• **SHORT EXERCISE**:
Reproduce every line of the entries from the start through the line containing "[159, 71], [137, 78]]", inclusive, with the requests included. Increase each polygon vertex coordinate in the answers by 50, and leave the numbers in the requests and their format samples unchanged.
--- START ---
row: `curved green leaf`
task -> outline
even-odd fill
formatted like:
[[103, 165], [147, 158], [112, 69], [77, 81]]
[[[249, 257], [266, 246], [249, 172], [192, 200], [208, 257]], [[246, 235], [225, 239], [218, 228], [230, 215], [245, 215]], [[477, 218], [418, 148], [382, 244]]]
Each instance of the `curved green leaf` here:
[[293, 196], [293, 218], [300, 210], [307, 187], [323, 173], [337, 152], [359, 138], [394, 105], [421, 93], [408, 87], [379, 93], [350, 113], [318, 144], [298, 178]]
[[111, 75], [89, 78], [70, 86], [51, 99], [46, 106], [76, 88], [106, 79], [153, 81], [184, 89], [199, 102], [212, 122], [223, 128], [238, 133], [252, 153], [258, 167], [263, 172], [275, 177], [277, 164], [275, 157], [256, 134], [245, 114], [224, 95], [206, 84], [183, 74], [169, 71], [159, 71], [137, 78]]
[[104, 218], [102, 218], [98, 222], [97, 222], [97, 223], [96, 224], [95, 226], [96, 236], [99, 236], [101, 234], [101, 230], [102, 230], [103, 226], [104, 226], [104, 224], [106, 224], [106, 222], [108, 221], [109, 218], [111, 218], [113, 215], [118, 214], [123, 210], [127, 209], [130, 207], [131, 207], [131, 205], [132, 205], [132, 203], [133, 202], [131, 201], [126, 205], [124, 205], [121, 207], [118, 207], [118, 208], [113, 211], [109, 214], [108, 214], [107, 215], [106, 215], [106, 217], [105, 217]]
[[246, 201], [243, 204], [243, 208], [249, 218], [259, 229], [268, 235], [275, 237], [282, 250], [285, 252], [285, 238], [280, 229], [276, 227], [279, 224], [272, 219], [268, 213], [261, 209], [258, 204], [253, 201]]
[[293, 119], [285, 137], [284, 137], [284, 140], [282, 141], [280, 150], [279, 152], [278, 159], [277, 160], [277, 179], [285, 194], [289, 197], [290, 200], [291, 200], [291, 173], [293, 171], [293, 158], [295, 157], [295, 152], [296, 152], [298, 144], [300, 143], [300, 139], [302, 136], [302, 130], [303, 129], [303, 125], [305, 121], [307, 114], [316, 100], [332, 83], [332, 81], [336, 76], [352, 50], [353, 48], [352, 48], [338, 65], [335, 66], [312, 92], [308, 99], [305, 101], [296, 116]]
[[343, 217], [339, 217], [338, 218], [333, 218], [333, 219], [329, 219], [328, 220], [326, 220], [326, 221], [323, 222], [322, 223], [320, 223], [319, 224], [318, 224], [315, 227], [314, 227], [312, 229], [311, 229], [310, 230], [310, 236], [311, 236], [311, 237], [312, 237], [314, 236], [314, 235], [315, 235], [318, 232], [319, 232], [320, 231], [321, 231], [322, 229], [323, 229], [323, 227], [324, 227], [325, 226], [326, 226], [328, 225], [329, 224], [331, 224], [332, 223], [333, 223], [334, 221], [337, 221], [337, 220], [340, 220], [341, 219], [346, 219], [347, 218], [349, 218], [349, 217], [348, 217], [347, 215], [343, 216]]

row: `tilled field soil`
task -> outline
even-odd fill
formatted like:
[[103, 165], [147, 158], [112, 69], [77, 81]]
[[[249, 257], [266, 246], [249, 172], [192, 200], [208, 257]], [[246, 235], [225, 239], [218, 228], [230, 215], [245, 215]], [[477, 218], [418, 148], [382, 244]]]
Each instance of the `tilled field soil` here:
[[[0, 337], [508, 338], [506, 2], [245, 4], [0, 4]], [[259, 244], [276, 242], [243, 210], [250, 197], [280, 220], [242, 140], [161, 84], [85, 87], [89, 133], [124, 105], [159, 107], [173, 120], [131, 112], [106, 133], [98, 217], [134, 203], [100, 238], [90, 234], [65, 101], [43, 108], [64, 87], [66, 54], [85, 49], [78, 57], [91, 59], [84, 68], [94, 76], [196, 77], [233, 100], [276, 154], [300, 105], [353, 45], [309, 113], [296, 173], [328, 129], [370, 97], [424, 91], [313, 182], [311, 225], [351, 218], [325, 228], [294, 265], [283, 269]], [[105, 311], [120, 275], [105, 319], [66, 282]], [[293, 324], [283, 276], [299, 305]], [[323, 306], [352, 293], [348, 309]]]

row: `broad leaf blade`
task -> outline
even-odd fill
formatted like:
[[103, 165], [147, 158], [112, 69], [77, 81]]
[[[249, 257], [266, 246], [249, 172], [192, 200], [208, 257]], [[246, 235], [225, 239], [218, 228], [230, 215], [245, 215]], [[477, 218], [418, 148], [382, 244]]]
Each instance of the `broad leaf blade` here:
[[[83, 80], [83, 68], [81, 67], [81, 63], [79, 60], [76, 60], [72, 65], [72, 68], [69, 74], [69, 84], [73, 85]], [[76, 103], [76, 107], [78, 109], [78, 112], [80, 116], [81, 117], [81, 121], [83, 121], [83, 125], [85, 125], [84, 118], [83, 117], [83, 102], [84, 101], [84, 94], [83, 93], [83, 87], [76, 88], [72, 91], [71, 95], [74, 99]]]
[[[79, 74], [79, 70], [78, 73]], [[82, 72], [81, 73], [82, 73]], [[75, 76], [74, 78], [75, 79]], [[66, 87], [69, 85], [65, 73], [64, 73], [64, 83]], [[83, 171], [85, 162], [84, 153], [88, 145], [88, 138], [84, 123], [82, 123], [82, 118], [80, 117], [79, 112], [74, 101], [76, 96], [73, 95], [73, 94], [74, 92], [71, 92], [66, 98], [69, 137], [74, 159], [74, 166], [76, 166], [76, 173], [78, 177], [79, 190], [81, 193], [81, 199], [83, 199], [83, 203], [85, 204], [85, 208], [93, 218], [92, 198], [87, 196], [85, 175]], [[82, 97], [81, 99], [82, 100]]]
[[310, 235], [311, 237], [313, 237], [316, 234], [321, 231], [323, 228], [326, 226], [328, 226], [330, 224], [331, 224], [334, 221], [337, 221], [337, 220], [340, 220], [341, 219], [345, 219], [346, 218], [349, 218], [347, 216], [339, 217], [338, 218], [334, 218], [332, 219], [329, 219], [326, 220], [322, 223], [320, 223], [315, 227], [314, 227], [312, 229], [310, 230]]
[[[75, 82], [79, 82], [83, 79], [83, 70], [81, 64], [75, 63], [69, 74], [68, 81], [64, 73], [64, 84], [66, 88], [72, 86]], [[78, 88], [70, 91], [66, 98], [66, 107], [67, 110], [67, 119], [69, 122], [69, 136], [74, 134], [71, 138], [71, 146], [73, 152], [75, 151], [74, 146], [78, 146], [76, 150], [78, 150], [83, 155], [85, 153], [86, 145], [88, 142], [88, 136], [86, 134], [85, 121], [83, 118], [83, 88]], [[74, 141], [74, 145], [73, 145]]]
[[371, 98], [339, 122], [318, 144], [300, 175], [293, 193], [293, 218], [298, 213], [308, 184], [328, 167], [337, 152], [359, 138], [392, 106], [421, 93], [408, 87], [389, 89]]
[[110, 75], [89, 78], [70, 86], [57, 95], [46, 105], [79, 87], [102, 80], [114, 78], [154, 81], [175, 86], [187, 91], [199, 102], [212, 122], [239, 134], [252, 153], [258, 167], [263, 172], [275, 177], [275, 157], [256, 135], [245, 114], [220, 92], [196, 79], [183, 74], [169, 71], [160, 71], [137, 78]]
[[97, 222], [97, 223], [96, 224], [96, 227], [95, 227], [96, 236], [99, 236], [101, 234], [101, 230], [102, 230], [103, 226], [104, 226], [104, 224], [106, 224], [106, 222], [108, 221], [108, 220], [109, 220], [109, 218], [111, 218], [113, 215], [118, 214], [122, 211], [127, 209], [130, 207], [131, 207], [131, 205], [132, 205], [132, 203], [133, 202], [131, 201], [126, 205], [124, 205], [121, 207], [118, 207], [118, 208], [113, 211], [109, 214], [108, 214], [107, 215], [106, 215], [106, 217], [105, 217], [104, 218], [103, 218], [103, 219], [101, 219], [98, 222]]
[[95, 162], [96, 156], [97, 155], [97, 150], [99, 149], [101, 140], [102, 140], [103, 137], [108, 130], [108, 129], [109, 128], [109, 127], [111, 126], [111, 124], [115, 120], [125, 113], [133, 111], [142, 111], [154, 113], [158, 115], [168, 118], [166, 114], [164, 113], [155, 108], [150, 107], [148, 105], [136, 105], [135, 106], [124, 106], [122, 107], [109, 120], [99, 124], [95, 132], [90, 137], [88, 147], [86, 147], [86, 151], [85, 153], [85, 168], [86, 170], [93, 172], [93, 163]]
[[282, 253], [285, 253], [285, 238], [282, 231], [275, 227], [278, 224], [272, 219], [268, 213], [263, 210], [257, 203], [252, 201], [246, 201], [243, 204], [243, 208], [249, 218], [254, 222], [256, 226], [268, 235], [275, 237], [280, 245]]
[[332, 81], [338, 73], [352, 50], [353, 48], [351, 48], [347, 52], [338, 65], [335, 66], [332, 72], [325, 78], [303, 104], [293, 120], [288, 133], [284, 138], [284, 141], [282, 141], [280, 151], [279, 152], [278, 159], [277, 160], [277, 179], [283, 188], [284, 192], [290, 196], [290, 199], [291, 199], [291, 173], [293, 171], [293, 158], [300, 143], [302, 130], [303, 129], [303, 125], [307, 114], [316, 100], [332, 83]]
--- END ---
• **ANSWER TO THIS EXERCISE**:
row: `curved green leaf`
task -> outline
even-odd fill
formatted like:
[[103, 165], [147, 158], [112, 69], [77, 81]]
[[[249, 257], [266, 246], [249, 172], [192, 200], [208, 257]], [[246, 235], [225, 239], [218, 228], [230, 215], [245, 215]], [[477, 218], [418, 148], [382, 244]]]
Each instance of the `curved green leaf` here:
[[343, 246], [343, 268], [350, 260], [357, 237], [373, 223], [387, 202], [409, 188], [444, 155], [471, 143], [458, 137], [429, 143], [400, 163], [368, 194], [348, 228]]
[[161, 125], [139, 128], [120, 136], [101, 149], [96, 156], [126, 138], [156, 129], [203, 131], [234, 139], [249, 152], [262, 172], [273, 178], [288, 183], [302, 203], [308, 217], [313, 222], [325, 227], [327, 214], [325, 207], [306, 184], [295, 164], [274, 145], [256, 134], [233, 124], [219, 121], [209, 121], [187, 128]]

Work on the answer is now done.